**TO DO**.
Please write out the entries from the start through the line containing "132 153 155 194", both ends included, swapping "Identify" for "Locate" and leaving everything else unchanged. Give only those lines.

──────── RECORD EXCERPTS

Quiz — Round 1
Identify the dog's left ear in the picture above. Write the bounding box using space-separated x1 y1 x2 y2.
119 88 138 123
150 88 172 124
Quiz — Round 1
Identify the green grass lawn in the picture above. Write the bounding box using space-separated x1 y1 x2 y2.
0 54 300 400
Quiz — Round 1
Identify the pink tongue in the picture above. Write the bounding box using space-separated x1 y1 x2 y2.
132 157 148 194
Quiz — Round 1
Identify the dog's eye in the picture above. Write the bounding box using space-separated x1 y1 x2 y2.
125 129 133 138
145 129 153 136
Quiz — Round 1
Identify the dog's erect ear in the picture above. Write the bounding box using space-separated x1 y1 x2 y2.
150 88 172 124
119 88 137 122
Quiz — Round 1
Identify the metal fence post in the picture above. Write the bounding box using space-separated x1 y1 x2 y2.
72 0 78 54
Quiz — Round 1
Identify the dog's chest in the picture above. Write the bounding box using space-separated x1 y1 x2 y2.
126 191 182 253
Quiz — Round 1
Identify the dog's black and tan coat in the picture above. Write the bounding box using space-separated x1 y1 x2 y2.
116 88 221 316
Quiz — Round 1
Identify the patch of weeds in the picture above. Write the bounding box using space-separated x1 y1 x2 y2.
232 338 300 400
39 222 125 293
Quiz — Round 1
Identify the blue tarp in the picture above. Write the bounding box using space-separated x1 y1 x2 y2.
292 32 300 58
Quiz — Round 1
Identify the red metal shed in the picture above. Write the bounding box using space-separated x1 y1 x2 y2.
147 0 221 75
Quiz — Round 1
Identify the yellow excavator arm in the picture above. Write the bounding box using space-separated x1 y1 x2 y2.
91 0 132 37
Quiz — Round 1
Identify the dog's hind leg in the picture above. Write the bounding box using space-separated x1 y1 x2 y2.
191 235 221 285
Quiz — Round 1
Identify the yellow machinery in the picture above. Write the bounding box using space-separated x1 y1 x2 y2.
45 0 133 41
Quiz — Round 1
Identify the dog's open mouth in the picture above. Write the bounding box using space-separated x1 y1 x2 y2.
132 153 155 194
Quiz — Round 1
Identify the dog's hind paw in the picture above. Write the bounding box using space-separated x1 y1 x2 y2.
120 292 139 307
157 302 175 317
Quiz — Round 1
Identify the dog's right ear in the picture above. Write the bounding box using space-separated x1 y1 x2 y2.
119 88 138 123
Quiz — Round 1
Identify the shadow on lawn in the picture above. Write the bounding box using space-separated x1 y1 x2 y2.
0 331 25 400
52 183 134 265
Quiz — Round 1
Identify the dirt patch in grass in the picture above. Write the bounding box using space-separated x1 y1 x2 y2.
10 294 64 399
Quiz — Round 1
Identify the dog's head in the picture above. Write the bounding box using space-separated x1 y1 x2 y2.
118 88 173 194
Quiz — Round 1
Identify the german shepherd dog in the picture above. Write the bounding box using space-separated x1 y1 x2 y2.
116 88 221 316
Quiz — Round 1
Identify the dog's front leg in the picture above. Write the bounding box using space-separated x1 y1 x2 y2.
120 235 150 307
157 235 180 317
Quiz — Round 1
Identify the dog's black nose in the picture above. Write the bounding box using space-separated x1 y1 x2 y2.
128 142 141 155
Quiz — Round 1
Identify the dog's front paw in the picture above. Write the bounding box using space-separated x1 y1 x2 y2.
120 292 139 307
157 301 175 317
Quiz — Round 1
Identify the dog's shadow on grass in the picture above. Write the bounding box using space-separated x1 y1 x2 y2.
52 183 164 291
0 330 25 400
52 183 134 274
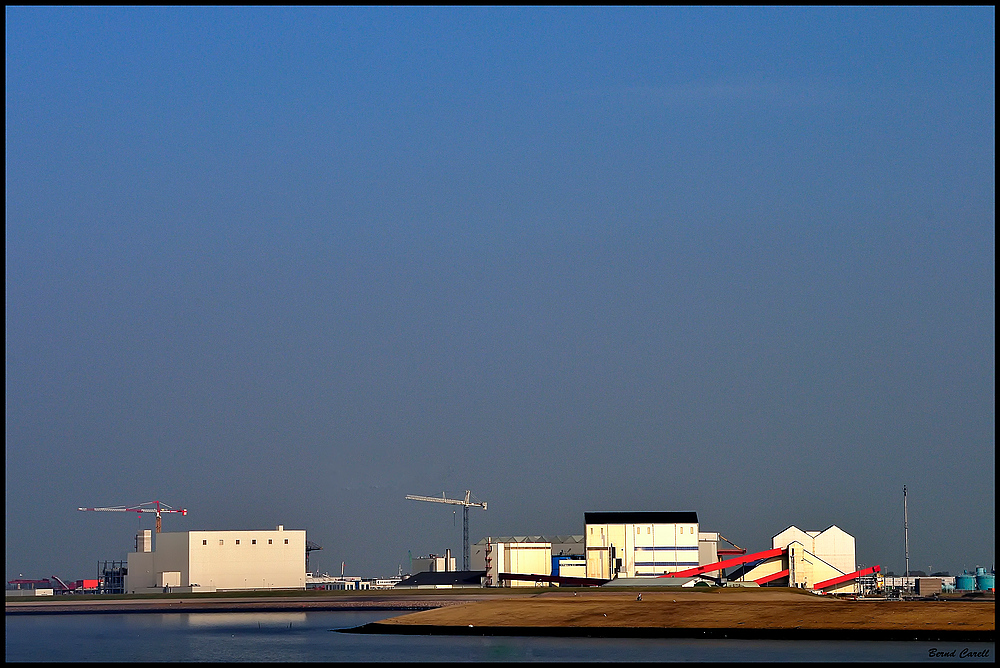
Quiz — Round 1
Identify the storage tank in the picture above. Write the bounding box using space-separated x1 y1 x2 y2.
955 571 976 591
976 567 993 591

────────────────

**RESULT OF THE TASK**.
Quiz — Round 1
Locate the dog's left ear in the picture above. Write the bounding box using space-separated x1 y1 x2 y2.
119 88 138 123
150 88 172 124
Quiz — Round 1
Locate the green grass lawn in the picture above. Write the bounding box using space-separated x1 y1 x2 y2.
0 54 300 400
Quiz — Round 1
Locate the pink tongue in the picture above. Write the bounding box using space-separated x1 y1 x2 y2.
132 157 148 194
Quiz — Round 1
Locate the dog's eye in the picture above. Write the bounding box using space-separated x1 y1 x2 y2.
125 129 133 138
145 129 153 136
Quiz — Round 1
Locate the dog's erect ear in the picture above. Write the bounding box using space-separated x1 y1 x2 y2.
150 88 172 124
119 88 137 122
Quiz — Round 1
Locate the metal fence post in the picture above. Write the bounding box using space-separated x1 y1 x2 y2.
72 0 78 54
Quiz — Round 1
Locate the dog's chest in the picture above. Write the bounding box using space-separated x1 y1 x2 y2.
126 191 182 253
Quiz — Round 1
Locate the dog's black and tan coat in the picture above. Write the bounding box using space-separated x1 y1 x2 y2.
116 88 221 316
Quiz — Round 1
Locate the patch of weeds in the picture above. Write the bounding box using space-separated x1 y1 x2 y2.
232 338 300 400
39 222 125 293
Quiz — Round 1
Locate the blue tarp in the picture above. Write the bounding box using space-separated x1 y1 x2 y2.
292 32 300 58
Quiz — Round 1
Locate the red metal shed in the picture above. Write the bounding box using space-separated x1 y1 x2 y2.
147 0 221 75
Quiz — Round 1
Locate the yellow excavator arm in the picture above. Write the bounding box using space-separated x1 y1 x2 y2.
91 0 132 37
Quiz — Round 1
Locate the dog's hind leg in the picture above. Write the bounding box using space-separated x1 y1 x2 y2.
191 235 221 285
Quiz — Round 1
Locate the yellow machinery in the picture above. Write the bounding box using space-separated x1 y1 x2 y2.
45 0 133 41
Quiz — Round 1
Locate the dog's open mouth in the picture above. Write the bounding box using space-separated x1 y1 x2 y2.
132 153 155 194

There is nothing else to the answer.